_WORK INSTRUCTIONS_: Rewrite everything from the line containing "Target: shredded chicken" down to the line containing "x=232 y=277" as a JSON list of strings, one string per line, with any blank lines left out.

====== THE RECORDS

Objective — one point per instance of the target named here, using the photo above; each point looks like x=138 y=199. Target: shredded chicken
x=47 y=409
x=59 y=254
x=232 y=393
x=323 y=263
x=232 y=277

============
====== THE RECORDS

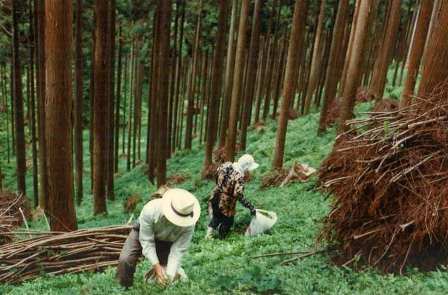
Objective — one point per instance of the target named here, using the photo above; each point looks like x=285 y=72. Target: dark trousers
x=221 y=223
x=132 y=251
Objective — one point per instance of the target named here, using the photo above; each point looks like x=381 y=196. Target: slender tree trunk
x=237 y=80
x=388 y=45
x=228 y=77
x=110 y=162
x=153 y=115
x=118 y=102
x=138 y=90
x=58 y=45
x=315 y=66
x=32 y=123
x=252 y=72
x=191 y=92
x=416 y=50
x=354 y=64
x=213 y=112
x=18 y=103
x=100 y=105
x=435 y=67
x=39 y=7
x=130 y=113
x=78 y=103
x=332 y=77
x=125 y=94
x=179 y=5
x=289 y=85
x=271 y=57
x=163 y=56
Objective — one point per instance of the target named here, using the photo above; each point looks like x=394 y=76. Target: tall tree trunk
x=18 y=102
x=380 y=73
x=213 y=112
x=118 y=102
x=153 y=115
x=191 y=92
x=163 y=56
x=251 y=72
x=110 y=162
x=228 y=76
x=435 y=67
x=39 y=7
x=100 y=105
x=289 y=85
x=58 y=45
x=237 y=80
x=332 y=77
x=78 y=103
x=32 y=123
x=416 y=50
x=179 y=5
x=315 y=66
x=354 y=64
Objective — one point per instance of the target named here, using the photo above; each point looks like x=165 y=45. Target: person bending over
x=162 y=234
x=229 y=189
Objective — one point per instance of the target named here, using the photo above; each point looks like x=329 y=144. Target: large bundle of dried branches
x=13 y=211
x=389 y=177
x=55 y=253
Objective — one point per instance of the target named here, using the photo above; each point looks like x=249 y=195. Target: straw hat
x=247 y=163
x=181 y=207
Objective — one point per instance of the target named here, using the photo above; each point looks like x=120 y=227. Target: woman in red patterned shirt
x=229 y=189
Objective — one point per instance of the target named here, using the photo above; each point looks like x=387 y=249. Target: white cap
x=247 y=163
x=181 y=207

============
====== THE RECORDS

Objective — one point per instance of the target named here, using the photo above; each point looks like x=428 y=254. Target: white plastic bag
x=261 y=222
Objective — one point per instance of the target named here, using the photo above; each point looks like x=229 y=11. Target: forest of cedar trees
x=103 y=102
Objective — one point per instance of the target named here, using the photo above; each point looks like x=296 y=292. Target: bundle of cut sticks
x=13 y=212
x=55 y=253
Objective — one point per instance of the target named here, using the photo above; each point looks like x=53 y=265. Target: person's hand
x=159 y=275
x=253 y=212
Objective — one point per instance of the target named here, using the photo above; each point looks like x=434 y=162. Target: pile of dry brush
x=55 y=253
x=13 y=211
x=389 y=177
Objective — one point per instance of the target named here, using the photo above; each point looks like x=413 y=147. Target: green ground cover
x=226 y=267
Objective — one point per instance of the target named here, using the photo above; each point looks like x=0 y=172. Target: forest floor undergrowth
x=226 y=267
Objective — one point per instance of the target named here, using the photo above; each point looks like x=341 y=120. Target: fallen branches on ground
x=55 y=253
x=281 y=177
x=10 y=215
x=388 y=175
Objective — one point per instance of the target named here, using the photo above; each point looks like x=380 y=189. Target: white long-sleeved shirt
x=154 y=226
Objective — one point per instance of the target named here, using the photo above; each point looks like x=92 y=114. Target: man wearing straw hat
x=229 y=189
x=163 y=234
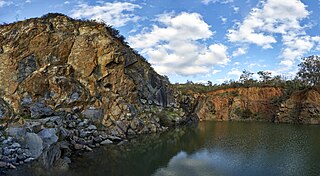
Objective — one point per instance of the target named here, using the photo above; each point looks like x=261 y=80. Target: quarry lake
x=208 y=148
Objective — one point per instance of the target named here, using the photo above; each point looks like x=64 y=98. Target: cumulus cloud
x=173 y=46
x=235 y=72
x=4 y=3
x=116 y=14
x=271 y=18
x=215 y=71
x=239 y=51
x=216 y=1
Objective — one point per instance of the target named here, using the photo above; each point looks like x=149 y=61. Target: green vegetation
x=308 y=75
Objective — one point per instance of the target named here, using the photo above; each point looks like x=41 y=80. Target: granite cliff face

============

_RESULT OF THE EXERCISE_:
[
  "Objective — one point per instance of the target named here, using the photo above; each point looks like x=138 y=199. Target: shredded chicken",
  "x=47 y=409",
  "x=59 y=254",
  "x=232 y=393",
  "x=323 y=263",
  "x=232 y=277"
]